• [Data shown]:
******

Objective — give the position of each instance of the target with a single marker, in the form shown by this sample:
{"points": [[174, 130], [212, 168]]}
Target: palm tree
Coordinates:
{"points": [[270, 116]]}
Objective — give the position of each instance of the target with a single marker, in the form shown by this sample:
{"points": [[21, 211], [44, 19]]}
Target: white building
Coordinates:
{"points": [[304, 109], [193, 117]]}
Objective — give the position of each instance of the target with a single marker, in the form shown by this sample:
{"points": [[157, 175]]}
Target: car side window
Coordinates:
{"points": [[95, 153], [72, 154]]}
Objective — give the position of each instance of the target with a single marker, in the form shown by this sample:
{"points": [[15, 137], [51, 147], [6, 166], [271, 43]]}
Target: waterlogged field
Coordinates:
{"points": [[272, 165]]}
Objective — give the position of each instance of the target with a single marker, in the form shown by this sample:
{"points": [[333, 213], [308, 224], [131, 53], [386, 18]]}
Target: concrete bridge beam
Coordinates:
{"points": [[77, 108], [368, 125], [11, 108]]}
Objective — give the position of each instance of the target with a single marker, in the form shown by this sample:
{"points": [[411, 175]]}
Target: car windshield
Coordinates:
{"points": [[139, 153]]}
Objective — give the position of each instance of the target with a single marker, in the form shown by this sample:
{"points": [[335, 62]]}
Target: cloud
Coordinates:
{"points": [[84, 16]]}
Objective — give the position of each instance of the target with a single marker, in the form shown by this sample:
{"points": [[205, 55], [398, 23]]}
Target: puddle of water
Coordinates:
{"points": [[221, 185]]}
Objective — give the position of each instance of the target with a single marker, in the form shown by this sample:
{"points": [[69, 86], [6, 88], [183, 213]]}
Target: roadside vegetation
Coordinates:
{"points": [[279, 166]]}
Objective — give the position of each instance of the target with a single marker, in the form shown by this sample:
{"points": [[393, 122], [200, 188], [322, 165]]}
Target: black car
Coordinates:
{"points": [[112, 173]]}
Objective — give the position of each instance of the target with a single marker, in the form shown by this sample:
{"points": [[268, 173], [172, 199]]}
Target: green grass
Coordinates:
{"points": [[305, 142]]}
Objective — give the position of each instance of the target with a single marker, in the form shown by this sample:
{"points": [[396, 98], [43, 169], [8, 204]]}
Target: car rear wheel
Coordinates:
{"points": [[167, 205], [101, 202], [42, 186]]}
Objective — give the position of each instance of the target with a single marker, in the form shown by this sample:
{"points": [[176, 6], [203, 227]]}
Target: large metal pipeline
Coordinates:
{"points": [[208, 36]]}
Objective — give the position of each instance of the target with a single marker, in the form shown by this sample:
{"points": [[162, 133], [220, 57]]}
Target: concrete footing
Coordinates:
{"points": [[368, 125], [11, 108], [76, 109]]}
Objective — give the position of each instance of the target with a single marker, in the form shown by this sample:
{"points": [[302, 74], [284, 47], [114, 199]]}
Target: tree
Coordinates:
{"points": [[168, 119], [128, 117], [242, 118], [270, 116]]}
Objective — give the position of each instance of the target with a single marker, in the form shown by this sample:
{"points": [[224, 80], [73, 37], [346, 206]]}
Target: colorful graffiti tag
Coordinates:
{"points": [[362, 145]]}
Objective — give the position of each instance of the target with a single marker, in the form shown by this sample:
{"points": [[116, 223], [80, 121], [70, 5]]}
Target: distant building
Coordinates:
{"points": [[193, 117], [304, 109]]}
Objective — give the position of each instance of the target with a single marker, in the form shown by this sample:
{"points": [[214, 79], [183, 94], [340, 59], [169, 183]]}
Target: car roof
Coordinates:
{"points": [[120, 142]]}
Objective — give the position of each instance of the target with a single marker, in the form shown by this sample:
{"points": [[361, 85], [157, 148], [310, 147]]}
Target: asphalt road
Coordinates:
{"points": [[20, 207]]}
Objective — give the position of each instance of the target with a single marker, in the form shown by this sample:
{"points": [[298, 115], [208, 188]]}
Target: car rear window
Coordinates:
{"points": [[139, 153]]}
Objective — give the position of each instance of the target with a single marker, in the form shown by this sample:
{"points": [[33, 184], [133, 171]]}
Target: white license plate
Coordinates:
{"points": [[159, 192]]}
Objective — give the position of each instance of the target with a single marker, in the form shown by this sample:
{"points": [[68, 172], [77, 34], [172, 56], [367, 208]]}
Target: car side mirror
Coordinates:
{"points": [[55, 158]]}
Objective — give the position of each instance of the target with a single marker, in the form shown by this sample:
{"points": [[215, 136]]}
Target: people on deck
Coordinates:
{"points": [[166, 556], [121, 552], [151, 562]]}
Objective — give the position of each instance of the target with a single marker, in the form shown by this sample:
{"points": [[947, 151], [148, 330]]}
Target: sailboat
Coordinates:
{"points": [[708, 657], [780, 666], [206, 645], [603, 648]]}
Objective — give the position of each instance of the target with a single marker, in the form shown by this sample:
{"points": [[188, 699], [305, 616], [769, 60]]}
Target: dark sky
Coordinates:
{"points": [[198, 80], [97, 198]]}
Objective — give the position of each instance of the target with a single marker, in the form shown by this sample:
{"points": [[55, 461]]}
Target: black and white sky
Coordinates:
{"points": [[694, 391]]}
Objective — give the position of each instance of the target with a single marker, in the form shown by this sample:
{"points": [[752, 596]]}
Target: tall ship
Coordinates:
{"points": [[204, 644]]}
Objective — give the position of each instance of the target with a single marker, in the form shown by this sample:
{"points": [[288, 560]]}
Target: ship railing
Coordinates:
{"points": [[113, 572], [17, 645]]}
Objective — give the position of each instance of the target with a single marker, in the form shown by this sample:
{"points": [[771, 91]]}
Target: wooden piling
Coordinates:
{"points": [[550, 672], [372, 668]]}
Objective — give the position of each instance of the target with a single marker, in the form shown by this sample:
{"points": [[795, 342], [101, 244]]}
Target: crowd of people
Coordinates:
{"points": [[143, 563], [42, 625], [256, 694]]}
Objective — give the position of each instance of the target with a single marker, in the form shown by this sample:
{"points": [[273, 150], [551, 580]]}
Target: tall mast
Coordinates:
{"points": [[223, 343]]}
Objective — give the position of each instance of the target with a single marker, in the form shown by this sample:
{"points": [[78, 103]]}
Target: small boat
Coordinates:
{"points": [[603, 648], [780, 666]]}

******

• [Prompt]: Copy each line of the listing that contains "ship".

• [Answer for this exercise]:
Target: tall ship
Target: ship railing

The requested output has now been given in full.